REQUIRED WORK:
Copy the records below without altering a single word.

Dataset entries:
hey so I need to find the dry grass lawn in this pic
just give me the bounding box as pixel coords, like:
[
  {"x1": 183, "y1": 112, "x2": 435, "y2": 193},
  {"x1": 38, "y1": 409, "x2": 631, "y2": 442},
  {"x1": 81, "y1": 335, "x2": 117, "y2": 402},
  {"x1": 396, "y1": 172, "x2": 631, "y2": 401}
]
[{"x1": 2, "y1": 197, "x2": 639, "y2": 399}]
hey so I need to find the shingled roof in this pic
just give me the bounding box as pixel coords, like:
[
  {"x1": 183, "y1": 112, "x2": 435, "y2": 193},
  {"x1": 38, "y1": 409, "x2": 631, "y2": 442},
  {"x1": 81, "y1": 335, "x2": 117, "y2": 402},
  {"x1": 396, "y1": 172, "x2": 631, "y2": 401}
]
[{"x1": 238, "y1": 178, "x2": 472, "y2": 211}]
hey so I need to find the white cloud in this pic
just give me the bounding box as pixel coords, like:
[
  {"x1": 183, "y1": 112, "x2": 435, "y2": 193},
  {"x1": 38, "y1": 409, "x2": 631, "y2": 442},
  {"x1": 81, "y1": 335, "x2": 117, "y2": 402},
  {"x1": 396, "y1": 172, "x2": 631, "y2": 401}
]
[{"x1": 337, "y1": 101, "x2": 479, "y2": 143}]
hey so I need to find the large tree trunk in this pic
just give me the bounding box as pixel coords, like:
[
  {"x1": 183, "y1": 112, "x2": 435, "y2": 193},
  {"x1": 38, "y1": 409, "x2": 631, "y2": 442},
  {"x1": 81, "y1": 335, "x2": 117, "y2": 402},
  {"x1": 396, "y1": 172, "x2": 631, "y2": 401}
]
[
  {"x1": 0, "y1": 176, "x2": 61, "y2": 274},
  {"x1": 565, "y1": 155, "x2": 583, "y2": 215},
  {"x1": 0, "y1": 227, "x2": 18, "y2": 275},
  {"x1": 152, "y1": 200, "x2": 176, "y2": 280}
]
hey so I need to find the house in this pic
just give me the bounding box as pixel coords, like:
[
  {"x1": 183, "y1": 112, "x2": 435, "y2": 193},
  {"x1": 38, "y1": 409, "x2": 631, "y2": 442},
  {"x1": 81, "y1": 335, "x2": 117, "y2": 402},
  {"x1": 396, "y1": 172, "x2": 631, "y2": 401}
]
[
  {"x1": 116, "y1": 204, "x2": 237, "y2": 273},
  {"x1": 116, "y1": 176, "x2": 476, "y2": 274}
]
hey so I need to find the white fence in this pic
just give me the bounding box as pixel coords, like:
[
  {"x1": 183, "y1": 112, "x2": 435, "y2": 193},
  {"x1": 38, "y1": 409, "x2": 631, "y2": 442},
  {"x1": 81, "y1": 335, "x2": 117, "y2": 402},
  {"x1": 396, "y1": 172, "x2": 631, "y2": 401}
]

EXERCISE ANSWER:
hey so I need to find the dry grass lawn in this pic
just give me the bounding box as pixel coords, like:
[
  {"x1": 183, "y1": 112, "x2": 435, "y2": 193},
  {"x1": 38, "y1": 409, "x2": 631, "y2": 442},
  {"x1": 81, "y1": 335, "x2": 117, "y2": 402},
  {"x1": 396, "y1": 172, "x2": 631, "y2": 401}
]
[{"x1": 2, "y1": 197, "x2": 639, "y2": 399}]
hey so I need to find the shingled roof in this pic
just give me the bounding box as pixel coords, like:
[
  {"x1": 183, "y1": 112, "x2": 435, "y2": 193},
  {"x1": 38, "y1": 409, "x2": 631, "y2": 442},
  {"x1": 81, "y1": 335, "x2": 117, "y2": 402},
  {"x1": 396, "y1": 172, "x2": 631, "y2": 401}
]
[{"x1": 238, "y1": 178, "x2": 472, "y2": 211}]
hey so I need to find the white cloud in this pic
just give me the bounding box as pixel coords, like:
[
  {"x1": 183, "y1": 112, "x2": 435, "y2": 193},
  {"x1": 38, "y1": 409, "x2": 631, "y2": 442},
  {"x1": 81, "y1": 335, "x2": 117, "y2": 402},
  {"x1": 396, "y1": 172, "x2": 631, "y2": 401}
]
[{"x1": 337, "y1": 101, "x2": 479, "y2": 143}]
hey so I need to find the large tree trunk in this pic
just give me the bounding box as pixel coords, like:
[
  {"x1": 183, "y1": 112, "x2": 435, "y2": 193},
  {"x1": 38, "y1": 409, "x2": 631, "y2": 442},
  {"x1": 81, "y1": 335, "x2": 117, "y2": 402},
  {"x1": 396, "y1": 172, "x2": 631, "y2": 401}
]
[
  {"x1": 0, "y1": 176, "x2": 61, "y2": 274},
  {"x1": 565, "y1": 155, "x2": 583, "y2": 215},
  {"x1": 0, "y1": 227, "x2": 18, "y2": 275},
  {"x1": 152, "y1": 200, "x2": 176, "y2": 280}
]
hey so I need to find the house in this pic
just give me the bounding box as pixel coords, like:
[
  {"x1": 183, "y1": 112, "x2": 435, "y2": 193},
  {"x1": 38, "y1": 409, "x2": 631, "y2": 442},
  {"x1": 81, "y1": 335, "x2": 117, "y2": 402},
  {"x1": 396, "y1": 172, "x2": 631, "y2": 401}
]
[
  {"x1": 116, "y1": 204, "x2": 237, "y2": 273},
  {"x1": 116, "y1": 176, "x2": 476, "y2": 274}
]
hey so I need to find the white fence in this pic
just give me the bounding box as pixel coords, like:
[
  {"x1": 183, "y1": 112, "x2": 435, "y2": 193},
  {"x1": 38, "y1": 409, "x2": 631, "y2": 442},
  {"x1": 81, "y1": 335, "x2": 117, "y2": 402},
  {"x1": 396, "y1": 172, "x2": 631, "y2": 401}
]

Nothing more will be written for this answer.